> _Problem details_
Carry on the web scraping project handout, picking up right after its final sentence.

[Start of Passage]

STAT 29000: Project 2 — Spring 2022

Motivation: Web scraping is is the process of taking content off of the internet. Typically this goes hand-in-hand with parsing or processing the data. Depending on the task at hand, web scraping can be incredibly simple. With that being said, it can quickly become difficult. Typically, students find web scraping fun and empowering.

Context: In the previous project we gently introduced XML and xpath expressions. In this project, we will learn about web scraping, scrape data from a news site, and parse through our newly scraped data using xpath expressions.

Scope: Python, web scraping, XML

Learning Objectives
  • Review and summarize the differences between XML and HTML/CSV.

  • Use the requests package to scrape a web page.

  • Use the lxml package to filter and parse data from a scraped web page.

Make sure to read about, and use the template found here, and the important information about projects submissions here.

Dataset(s)

You will be extracting your own data from online in this project — there is no provided dataset.

Questions

Question 1

The Washington Post is a very popular news site. Open a modern browser (preferably Firefox or Chrome), and navigate to www.washingtonpost.com.

Throughout this project, I will be referencing text and tools from Firefox. If you want the easiest experience, I’d recommend using Firefox for at least this project.

By the end of this project you will be able to scrape some data from this website! The first step is to explore the structure of the website.

To begin exploring the website structure right click on the webpage and select "View Page Source". This will pull up a page full of HTML. This is the HTML used to render the page.

Alternatively, if you want to focus on a single element on the web page, for example, an article title, right click on the title and select "Inspect". This will pull up an inspector that allows you to see portions of the HTML.

Click around on the website and explore the HTML however you like.

Open a few of the articles shown on the front page of the paper. Note how many of the articles start with some key information like: category, article title, picture, picture caption, authors, article datetime, etc.

For example:

Article components
Figure 1. Article components

Copy and paste the header element that is 1 level nested in the main element. Include just the tag with the attributes — don’t include the elements nested within the header element.

[End of Passage]
[Start of Record extracts]

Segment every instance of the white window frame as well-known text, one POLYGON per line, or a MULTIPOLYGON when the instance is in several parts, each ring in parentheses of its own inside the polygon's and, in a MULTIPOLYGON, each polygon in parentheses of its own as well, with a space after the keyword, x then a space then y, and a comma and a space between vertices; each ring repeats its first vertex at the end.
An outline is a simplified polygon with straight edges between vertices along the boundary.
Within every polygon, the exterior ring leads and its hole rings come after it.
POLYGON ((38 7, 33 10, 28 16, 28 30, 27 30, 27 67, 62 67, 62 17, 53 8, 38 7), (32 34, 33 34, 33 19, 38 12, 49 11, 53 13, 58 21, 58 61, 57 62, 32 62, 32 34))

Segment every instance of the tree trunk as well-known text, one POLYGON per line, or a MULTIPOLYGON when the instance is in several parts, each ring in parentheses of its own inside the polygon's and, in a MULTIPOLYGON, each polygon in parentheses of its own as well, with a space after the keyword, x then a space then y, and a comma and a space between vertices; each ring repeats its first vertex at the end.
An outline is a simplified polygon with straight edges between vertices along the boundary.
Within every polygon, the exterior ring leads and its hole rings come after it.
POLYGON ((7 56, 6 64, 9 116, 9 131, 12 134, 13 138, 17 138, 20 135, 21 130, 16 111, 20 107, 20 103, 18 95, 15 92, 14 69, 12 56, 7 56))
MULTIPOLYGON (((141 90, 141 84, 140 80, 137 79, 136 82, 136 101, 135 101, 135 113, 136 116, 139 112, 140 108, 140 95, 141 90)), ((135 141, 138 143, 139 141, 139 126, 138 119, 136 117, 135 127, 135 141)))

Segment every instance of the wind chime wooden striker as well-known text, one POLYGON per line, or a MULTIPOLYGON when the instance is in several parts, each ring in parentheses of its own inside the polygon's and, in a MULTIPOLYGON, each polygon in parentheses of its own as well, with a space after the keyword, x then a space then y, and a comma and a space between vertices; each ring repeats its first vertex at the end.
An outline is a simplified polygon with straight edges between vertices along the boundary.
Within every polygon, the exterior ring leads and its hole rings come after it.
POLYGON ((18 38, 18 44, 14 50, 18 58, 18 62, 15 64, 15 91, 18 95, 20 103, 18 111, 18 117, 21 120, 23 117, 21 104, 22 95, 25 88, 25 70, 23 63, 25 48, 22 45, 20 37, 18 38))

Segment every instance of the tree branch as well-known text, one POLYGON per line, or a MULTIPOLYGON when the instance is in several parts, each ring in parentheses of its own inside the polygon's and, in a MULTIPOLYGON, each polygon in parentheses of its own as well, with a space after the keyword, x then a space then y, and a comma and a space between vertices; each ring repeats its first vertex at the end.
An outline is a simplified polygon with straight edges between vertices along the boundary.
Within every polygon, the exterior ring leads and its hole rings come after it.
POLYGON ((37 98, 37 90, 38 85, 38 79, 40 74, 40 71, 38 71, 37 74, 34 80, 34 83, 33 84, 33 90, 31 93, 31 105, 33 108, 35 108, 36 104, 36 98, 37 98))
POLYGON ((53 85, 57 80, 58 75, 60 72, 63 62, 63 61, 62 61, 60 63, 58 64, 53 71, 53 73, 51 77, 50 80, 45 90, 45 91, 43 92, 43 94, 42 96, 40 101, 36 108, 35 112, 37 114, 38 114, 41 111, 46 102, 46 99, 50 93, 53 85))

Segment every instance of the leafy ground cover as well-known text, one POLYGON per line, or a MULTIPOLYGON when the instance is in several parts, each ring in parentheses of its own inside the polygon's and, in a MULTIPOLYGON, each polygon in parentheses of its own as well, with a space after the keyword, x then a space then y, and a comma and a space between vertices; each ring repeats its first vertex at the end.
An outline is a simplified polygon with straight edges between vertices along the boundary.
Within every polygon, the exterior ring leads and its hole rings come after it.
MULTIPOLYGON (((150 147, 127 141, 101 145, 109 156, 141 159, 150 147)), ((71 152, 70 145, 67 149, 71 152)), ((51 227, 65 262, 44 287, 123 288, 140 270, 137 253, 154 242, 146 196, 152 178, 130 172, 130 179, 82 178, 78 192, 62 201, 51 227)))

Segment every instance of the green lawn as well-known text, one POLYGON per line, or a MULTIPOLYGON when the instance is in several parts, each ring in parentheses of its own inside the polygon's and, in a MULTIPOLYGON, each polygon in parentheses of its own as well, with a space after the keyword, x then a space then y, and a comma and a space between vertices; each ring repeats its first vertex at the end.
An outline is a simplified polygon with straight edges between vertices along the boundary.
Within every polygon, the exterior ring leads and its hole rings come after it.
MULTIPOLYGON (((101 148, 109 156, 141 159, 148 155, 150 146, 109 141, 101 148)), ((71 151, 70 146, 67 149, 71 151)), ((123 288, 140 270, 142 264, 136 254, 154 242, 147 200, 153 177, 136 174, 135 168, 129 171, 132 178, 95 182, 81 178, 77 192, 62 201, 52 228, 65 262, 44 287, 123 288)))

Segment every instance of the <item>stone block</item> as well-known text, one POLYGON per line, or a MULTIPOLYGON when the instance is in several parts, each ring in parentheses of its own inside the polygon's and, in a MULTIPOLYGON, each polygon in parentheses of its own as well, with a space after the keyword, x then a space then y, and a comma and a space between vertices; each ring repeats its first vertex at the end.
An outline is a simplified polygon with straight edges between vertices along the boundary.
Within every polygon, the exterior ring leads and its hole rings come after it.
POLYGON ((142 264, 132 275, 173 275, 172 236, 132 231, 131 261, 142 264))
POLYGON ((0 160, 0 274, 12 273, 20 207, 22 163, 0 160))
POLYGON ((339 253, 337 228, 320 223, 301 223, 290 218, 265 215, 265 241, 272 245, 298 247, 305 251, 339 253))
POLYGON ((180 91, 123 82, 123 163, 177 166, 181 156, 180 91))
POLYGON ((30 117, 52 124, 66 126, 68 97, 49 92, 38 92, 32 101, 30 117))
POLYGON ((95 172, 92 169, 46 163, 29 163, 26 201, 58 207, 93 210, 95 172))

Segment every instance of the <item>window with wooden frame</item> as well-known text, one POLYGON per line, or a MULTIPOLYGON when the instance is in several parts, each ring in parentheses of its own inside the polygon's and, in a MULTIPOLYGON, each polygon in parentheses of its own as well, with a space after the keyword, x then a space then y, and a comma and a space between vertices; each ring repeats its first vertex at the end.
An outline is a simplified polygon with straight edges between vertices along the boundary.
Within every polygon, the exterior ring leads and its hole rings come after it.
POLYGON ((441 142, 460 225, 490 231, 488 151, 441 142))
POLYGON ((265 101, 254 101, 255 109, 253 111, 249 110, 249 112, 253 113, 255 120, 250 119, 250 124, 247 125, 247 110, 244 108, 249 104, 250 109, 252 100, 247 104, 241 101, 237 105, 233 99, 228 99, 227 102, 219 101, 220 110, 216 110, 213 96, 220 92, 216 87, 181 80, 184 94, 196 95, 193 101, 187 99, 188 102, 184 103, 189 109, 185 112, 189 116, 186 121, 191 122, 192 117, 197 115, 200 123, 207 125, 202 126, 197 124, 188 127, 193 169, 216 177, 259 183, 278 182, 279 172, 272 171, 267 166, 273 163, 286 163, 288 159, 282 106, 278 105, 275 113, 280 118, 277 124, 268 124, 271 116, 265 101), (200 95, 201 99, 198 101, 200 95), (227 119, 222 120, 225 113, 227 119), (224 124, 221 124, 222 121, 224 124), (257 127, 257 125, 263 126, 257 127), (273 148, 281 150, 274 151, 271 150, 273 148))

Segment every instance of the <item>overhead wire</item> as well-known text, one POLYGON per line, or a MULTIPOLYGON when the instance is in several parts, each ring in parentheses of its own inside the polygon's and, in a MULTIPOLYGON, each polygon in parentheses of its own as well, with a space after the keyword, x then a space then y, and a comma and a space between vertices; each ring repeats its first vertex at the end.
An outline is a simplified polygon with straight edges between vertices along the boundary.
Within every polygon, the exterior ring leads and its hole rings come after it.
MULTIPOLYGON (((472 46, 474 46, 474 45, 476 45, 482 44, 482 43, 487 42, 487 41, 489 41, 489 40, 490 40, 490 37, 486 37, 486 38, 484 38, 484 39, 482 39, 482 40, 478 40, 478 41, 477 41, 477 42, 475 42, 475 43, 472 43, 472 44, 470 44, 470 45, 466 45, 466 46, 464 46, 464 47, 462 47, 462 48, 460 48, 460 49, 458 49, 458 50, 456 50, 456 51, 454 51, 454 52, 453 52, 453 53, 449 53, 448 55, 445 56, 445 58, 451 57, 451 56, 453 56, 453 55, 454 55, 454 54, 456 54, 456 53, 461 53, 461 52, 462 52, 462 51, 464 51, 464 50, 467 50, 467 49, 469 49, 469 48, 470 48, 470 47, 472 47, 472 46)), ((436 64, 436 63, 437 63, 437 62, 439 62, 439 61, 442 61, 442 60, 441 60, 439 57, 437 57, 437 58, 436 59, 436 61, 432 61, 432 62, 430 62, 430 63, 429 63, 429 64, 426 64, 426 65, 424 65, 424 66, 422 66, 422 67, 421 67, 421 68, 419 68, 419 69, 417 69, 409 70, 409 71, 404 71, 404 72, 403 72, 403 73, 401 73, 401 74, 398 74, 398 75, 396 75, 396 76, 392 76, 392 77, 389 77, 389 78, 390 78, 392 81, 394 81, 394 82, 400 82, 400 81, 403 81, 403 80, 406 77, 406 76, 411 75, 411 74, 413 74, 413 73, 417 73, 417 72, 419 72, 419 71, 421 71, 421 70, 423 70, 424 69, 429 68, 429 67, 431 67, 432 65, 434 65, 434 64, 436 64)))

[End of Record extracts]

> _Task answer_
Do the same for the article element that is 1 level nested in the main element (after the header element).

Put the pasted elements in a markdown cell and surround the content with a markdown html code block.

Items to submit
  • Code used to solve this problem.

  • Output from running the code.

Question 2

In question (1) we copied two elements of an article. When scraping data from a website, it is important to continually consider the patterns in the structure. Specifically, it is important to consider whether or not the defining characteristics you use to parse the scraped data will continue to be in the same format for new data. What do I mean by defining characterstic? I mean some combination of tag, attribute, and content from which you can isolate the data of interest.

For example, given a link to a new Washington Post article, do you think you could isolate the article title by using the class attribute, class="b-l br-l mb-xxl-ns mt-xxs mt-md-l pr-lg-l col-8-lg mr-lg-l"? Maybe, or maybe not. It looks like those classes are used to structure the size, font, and other parts of the article. In a different article those may change, or maybe they wouldn’t be unique within the page (for example, if another element had the same set of classes in the same page).

Write an XPath expression to isolate the article title, and another XPath expression to isolate the article summary or sub headline.

You do not need to test your XPath expression yet, we will be doing that shortly.

Remember the goal of the XPath expression is to write it in such a way that we can take any Washington Post article and extract the data we want.

Items to submit
  • Code used to solve this problem.

  • Output from running the code.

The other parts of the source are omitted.